--- TASK GOAL ---
Number each line of the data below as a list item, from the start of the data through the line containing "86 217 L 88". Skip blank lines and leave the pictures out.
%%
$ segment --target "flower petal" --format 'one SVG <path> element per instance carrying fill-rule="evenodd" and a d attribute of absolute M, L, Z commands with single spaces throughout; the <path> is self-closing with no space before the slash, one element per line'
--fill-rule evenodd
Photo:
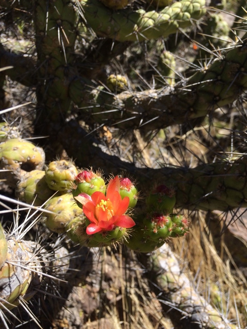
<path fill-rule="evenodd" d="M 105 201 L 106 200 L 106 196 L 102 193 L 102 192 L 99 192 L 98 191 L 94 192 L 91 195 L 92 200 L 95 206 L 97 206 L 99 204 L 101 200 L 104 200 Z"/>
<path fill-rule="evenodd" d="M 86 217 L 88 219 L 89 219 L 90 222 L 95 223 L 96 224 L 98 224 L 98 221 L 95 218 L 95 207 L 94 206 L 93 208 L 88 208 L 86 206 L 83 206 L 82 211 Z"/>
<path fill-rule="evenodd" d="M 74 196 L 74 198 L 83 206 L 84 204 L 86 204 L 89 201 L 91 202 L 92 202 L 91 196 L 86 193 L 80 193 L 77 196 Z"/>
<path fill-rule="evenodd" d="M 116 226 L 119 227 L 123 227 L 124 228 L 129 228 L 132 227 L 136 225 L 133 219 L 129 216 L 126 215 L 123 215 L 118 217 L 114 223 Z"/>
<path fill-rule="evenodd" d="M 101 220 L 101 218 L 99 218 L 98 225 L 99 226 L 105 229 L 112 224 L 115 225 L 115 222 L 117 219 L 117 217 L 115 216 L 113 216 L 109 220 Z"/>
<path fill-rule="evenodd" d="M 114 214 L 115 214 L 118 209 L 119 204 L 122 202 L 121 196 L 118 192 L 117 192 L 116 191 L 115 191 L 114 196 L 111 196 L 110 201 L 112 205 L 113 212 Z M 122 215 L 122 213 L 120 215 Z"/>
<path fill-rule="evenodd" d="M 92 223 L 89 224 L 88 226 L 87 226 L 86 230 L 86 232 L 87 234 L 93 234 L 95 233 L 99 233 L 102 231 L 102 229 L 101 227 L 98 226 L 98 225 Z"/>
<path fill-rule="evenodd" d="M 109 182 L 106 191 L 106 198 L 112 201 L 115 192 L 119 193 L 120 190 L 120 181 L 118 176 L 116 176 Z"/>
<path fill-rule="evenodd" d="M 121 215 L 123 215 L 128 209 L 129 204 L 130 198 L 128 196 L 125 196 L 118 205 L 115 215 L 117 216 L 121 216 Z"/>

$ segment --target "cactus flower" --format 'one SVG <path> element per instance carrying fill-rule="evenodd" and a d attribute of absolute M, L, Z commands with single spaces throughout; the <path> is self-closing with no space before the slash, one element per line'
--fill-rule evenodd
<path fill-rule="evenodd" d="M 87 234 L 112 231 L 115 226 L 129 228 L 135 225 L 131 217 L 124 215 L 130 199 L 126 196 L 122 200 L 120 190 L 119 179 L 116 176 L 109 182 L 106 195 L 97 191 L 91 196 L 81 193 L 75 197 L 82 204 L 83 212 L 91 222 L 87 227 Z"/>

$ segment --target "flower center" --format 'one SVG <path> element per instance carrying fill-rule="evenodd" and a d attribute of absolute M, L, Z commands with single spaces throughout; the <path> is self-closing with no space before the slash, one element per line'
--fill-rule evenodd
<path fill-rule="evenodd" d="M 95 210 L 96 217 L 98 219 L 102 218 L 103 215 L 105 220 L 109 220 L 114 215 L 112 204 L 109 199 L 106 201 L 101 200 L 96 206 Z"/>

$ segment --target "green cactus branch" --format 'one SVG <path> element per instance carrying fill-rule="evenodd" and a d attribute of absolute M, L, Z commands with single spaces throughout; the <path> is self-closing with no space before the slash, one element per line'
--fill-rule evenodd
%%
--- PROBLEM SOLUTION ---
1. $ segment --target "flower petal" --format 'one SVG <path> element per instance carrying fill-rule="evenodd" and a d attribute of absolute M, L, Z commands with single spaces throughout; the <path> is self-closing with no space before the slash, one element per line'
2. --fill-rule evenodd
3. Photo:
4. <path fill-rule="evenodd" d="M 105 201 L 106 200 L 106 196 L 102 193 L 102 192 L 99 192 L 98 191 L 94 192 L 91 195 L 92 200 L 95 206 L 97 206 L 99 204 L 101 200 L 104 200 Z"/>
5. <path fill-rule="evenodd" d="M 86 217 L 88 219 L 89 219 L 90 222 L 95 223 L 96 224 L 98 224 L 98 221 L 95 218 L 95 207 L 94 206 L 93 208 L 88 208 L 86 206 L 83 206 L 82 211 Z"/>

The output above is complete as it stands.